Only one stretch of the data below is wanted: the lines starting at the one with "In this picture, where can the white wall" and ending at the one with "Query: white wall", both included, given again exactly.

(SOURCE MATERIAL Opens)

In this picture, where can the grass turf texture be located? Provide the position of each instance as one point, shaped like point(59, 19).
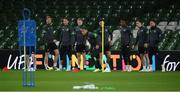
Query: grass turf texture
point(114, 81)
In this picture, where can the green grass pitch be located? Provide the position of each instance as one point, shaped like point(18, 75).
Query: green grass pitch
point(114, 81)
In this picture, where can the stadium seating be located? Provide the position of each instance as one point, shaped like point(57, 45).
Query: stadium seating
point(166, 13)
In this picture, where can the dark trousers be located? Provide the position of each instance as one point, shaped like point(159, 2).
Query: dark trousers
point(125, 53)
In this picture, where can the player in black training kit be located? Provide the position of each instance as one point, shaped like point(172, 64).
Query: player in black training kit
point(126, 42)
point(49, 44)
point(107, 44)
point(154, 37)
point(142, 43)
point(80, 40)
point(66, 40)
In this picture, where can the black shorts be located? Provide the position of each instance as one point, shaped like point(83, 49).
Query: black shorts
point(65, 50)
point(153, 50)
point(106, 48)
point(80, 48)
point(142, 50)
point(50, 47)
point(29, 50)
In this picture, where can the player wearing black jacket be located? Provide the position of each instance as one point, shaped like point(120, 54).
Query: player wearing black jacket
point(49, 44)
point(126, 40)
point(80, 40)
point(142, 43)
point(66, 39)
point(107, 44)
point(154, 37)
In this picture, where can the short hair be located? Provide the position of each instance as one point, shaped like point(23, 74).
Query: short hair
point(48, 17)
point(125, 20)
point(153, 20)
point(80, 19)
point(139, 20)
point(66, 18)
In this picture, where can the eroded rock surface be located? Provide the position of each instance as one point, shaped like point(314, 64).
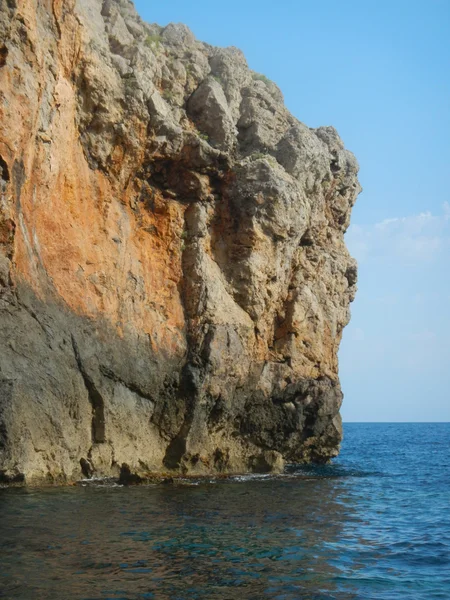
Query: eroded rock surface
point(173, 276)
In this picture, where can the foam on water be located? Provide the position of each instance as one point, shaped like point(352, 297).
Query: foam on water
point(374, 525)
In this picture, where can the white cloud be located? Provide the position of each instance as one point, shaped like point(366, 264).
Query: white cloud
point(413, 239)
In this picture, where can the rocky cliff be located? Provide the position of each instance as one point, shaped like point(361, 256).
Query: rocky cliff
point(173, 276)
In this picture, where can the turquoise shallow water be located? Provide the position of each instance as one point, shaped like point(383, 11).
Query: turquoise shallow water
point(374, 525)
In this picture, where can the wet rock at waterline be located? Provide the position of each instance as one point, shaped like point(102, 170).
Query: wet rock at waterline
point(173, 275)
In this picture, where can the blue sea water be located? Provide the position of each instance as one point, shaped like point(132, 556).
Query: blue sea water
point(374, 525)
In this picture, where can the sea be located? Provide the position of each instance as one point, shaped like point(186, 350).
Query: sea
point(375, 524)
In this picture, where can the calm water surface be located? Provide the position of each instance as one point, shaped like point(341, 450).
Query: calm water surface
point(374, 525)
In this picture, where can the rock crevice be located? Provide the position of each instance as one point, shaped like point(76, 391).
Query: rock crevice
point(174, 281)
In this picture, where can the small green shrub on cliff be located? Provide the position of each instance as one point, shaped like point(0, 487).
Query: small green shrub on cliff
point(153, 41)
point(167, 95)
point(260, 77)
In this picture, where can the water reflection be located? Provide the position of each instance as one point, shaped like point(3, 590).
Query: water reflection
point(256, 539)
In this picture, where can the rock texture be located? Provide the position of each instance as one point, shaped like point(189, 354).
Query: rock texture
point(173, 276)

(SOURCE MATERIAL Closes)
(SOURCE MATERIAL Opens)

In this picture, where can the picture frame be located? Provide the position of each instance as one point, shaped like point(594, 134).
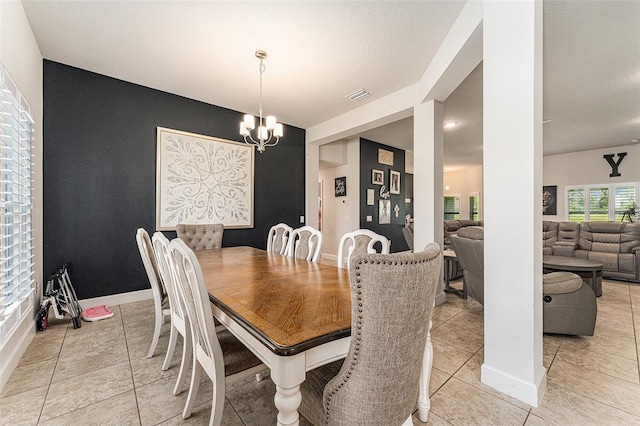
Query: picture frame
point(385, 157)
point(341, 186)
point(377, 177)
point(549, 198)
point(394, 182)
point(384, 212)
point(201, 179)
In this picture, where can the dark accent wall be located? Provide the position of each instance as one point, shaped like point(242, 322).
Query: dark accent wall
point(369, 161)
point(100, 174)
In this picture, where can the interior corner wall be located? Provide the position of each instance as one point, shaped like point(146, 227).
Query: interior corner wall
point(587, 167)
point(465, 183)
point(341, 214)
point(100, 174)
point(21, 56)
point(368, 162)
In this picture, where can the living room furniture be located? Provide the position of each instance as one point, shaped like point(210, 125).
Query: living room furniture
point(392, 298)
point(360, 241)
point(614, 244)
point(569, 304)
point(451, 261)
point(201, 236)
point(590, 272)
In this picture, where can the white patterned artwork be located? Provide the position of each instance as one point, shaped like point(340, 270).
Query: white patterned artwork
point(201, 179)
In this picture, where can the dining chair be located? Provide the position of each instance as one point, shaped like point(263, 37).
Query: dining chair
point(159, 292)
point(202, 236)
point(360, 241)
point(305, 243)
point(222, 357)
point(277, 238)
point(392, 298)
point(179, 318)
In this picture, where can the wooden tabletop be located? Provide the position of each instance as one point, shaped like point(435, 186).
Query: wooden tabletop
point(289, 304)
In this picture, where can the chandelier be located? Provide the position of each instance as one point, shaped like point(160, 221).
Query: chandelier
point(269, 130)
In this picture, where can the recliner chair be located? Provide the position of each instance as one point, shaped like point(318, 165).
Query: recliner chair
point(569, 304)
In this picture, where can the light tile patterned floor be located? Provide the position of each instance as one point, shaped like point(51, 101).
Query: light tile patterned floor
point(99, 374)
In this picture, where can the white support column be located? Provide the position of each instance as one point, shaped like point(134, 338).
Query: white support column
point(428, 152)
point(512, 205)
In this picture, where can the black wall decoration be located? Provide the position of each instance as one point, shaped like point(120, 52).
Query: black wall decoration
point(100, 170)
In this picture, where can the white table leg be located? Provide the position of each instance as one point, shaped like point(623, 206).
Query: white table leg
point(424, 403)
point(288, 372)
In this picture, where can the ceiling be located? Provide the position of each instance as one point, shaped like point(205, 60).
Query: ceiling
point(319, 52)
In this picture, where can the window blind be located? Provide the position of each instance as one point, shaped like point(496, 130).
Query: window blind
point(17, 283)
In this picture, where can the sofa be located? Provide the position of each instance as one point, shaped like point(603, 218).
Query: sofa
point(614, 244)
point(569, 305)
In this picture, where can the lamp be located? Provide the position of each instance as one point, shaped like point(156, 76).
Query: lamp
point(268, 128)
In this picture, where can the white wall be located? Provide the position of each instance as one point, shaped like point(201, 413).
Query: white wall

(SOURCE MATERIAL Closes)
(SOURCE MATERIAL Opens)

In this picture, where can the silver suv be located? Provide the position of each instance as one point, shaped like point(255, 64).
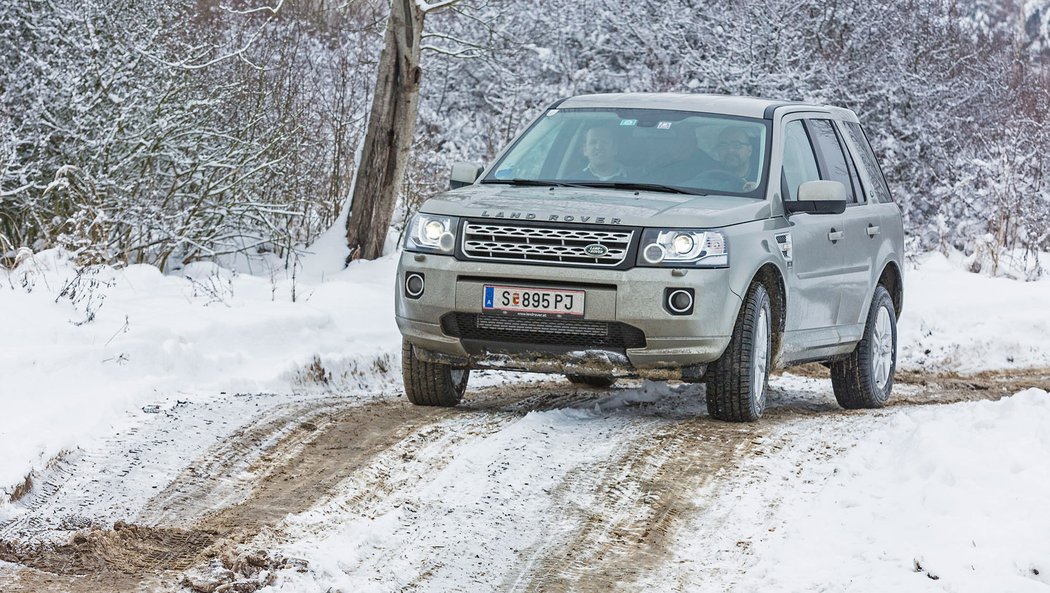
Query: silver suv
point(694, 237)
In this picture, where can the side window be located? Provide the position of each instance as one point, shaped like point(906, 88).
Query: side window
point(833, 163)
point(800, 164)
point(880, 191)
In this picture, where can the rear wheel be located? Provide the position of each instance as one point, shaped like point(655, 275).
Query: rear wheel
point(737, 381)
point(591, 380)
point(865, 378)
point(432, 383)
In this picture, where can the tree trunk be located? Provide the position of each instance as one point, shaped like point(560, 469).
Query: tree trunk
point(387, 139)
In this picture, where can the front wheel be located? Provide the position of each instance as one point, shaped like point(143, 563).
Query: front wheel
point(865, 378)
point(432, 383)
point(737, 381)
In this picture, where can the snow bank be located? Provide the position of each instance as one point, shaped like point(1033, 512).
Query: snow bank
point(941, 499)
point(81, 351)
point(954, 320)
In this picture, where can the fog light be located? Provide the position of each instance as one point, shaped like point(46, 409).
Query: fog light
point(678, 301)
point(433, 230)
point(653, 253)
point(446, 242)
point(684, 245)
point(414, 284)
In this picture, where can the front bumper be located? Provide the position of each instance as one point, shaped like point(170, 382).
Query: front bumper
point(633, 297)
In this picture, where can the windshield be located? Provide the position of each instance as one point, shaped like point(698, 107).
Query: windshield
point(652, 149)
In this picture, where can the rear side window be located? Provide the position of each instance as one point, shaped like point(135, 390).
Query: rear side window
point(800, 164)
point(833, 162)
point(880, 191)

(SOURCE MATERIAL Closes)

_WRITTEN ANSWER_:
In this picture, where can the white wall be located? Provide the position of each instance as one point, shaped like point(201, 413).
Query: white wall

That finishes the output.